What is expected: Can you quote the lines below exactly, starting at the line with "Scouting pass: put a marker on the black" and going through the last one?

>> Start Material for the task

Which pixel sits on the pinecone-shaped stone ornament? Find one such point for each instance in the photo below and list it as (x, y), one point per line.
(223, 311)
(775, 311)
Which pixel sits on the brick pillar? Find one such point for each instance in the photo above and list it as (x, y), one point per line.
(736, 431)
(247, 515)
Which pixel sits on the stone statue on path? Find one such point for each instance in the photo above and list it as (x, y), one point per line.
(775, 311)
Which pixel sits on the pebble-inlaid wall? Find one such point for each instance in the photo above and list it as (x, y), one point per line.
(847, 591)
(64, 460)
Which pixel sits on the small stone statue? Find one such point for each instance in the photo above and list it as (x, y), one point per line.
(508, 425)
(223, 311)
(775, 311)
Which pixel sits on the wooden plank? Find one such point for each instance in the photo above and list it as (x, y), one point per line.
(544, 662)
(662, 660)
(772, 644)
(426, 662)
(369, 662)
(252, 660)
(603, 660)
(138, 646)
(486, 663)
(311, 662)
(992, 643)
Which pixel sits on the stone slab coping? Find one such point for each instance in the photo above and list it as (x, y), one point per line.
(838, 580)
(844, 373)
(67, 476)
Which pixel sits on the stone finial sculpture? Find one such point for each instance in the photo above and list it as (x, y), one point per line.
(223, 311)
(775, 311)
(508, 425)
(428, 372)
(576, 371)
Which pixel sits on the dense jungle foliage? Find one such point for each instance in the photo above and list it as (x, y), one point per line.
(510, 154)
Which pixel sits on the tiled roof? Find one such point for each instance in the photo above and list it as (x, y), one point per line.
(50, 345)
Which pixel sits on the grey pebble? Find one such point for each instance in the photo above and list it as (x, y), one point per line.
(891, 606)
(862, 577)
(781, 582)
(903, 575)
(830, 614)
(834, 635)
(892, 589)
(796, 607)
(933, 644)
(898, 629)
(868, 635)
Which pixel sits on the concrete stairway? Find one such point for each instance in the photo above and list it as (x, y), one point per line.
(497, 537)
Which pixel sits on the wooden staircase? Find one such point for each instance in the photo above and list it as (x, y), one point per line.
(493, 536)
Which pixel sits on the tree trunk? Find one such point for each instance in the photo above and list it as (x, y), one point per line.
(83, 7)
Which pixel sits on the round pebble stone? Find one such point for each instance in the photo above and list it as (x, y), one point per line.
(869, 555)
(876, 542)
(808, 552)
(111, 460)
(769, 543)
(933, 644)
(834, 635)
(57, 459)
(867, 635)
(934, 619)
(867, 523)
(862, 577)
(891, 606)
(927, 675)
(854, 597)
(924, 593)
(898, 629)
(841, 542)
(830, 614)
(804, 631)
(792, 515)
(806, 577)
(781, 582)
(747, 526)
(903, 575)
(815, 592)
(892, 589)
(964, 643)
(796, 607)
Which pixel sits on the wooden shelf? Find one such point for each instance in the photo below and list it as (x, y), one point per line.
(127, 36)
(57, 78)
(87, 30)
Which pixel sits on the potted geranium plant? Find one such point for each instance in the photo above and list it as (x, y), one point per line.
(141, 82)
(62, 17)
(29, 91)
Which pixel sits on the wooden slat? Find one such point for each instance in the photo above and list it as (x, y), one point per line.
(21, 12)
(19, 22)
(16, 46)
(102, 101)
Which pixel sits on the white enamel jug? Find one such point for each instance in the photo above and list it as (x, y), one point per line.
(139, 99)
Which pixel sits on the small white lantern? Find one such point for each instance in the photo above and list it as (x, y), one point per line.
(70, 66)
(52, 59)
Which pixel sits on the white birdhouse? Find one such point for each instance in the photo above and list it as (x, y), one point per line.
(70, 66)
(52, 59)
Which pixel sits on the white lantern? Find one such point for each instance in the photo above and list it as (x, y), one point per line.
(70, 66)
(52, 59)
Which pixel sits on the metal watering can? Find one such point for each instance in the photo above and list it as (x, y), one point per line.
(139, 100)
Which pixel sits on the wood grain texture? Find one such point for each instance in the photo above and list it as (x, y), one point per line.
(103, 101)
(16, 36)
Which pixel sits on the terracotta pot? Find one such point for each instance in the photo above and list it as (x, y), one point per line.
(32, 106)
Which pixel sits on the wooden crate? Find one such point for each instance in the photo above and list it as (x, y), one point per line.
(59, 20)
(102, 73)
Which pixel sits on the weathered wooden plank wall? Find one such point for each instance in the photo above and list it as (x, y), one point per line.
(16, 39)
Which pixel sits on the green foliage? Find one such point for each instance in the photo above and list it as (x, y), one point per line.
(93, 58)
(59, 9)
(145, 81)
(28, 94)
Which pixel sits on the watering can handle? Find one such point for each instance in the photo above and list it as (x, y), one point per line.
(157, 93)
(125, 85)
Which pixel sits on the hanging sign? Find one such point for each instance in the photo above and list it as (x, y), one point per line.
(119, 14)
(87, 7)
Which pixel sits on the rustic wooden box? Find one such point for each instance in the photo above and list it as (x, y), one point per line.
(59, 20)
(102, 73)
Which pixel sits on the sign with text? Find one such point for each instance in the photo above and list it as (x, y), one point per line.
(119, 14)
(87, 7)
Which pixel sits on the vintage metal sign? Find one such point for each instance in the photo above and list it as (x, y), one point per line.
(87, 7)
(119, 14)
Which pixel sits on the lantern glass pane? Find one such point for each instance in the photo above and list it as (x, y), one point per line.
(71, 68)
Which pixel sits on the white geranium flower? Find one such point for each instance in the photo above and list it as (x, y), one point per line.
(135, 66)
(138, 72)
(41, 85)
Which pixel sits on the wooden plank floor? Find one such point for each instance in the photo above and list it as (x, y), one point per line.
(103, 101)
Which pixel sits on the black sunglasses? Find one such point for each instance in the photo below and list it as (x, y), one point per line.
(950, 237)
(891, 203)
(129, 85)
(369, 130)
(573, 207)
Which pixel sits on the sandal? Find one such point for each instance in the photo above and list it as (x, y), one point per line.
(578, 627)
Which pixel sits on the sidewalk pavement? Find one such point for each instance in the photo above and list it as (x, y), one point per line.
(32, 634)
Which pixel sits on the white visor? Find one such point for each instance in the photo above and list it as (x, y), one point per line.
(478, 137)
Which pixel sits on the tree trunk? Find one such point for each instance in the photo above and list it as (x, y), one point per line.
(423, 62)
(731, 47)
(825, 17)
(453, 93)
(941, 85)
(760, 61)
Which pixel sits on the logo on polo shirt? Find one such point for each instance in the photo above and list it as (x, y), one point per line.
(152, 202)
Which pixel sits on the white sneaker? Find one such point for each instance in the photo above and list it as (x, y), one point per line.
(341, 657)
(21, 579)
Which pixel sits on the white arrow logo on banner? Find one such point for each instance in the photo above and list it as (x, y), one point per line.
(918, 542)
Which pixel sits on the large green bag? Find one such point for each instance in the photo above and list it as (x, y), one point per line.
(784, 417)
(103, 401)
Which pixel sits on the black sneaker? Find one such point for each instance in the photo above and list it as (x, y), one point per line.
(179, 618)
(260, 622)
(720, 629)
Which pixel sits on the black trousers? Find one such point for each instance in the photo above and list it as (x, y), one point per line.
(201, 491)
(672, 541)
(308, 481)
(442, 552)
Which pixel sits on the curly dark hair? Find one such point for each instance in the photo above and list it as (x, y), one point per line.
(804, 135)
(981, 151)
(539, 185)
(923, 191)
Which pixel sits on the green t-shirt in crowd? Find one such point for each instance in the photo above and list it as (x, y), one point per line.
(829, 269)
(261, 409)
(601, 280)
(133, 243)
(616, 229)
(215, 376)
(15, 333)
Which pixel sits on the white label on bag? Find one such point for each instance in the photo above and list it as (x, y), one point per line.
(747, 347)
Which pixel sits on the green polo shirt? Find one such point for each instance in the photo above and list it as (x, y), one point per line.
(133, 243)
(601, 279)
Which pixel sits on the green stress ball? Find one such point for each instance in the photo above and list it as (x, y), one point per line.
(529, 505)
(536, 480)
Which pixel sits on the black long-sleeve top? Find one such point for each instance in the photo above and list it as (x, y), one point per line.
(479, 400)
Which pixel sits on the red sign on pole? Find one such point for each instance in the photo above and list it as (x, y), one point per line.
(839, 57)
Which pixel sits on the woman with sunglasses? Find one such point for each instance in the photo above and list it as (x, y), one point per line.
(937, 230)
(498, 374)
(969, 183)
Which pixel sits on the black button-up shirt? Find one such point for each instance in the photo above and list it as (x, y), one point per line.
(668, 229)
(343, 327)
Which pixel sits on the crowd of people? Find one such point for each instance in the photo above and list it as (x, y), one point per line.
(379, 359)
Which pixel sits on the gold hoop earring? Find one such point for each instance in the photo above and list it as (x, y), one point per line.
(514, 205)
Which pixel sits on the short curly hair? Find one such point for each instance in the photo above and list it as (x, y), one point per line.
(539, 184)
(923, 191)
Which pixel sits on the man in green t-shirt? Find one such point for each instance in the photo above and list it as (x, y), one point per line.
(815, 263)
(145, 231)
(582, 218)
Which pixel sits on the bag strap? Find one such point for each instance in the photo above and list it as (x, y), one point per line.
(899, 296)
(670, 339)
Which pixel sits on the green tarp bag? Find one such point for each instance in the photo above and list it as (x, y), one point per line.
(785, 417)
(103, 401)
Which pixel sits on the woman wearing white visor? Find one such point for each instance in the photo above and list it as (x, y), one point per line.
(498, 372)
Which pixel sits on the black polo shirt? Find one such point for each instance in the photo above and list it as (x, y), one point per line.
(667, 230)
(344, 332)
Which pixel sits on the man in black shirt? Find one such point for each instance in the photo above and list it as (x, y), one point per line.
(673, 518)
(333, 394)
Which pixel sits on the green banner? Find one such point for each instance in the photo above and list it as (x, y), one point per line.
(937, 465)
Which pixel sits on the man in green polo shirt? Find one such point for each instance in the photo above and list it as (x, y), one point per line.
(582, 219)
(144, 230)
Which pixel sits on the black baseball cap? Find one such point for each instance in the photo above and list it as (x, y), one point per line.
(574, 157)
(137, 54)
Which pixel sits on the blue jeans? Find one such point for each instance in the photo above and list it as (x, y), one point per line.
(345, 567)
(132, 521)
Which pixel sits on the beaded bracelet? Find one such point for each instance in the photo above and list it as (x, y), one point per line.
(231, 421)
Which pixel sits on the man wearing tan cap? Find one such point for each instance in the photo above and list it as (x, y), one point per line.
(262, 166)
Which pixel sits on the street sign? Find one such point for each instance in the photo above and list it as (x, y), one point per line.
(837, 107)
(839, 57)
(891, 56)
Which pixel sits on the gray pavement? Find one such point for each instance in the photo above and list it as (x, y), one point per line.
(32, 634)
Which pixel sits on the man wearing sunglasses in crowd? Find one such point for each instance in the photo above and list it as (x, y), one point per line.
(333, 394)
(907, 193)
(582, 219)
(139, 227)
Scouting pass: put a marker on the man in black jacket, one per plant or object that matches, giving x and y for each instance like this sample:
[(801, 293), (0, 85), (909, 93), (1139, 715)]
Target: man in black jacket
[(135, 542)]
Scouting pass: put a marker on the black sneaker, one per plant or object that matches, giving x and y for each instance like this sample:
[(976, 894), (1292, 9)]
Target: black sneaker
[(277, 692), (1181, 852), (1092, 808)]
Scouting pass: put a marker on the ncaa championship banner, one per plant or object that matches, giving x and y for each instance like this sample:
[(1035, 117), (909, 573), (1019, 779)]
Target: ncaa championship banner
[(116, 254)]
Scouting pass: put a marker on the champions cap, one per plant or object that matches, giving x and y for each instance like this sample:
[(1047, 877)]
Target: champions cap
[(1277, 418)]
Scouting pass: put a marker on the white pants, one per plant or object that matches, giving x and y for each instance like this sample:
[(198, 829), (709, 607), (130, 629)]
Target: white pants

>> End Material for the task

Answer to the problem:
Scouting pass: put a marker on the black sneaker, one per plant or object that matches, giving x and y for each instance like this sample:
[(976, 894), (1292, 9)]
Target: black sneaker
[(277, 692), (1181, 852), (1092, 808)]
Scouting pass: put a marker on the ncaa championship banner, one per plant or object that matches, giving x and y for each instance like this sample:
[(1035, 117), (909, 573), (1019, 779)]
Target: ncaa championship banner
[(116, 254)]
Scouting pass: put a marker on the champions cap, one per plant or object that matches, giving x and y for each instance like this sample:
[(1047, 877)]
Target: champions cap
[(1277, 418)]
Scouting pass: put a marker on the white pants, one per plant or object that matches, giving x and y for each instance like this sample:
[(198, 829), (709, 607), (130, 629)]
Target: white pants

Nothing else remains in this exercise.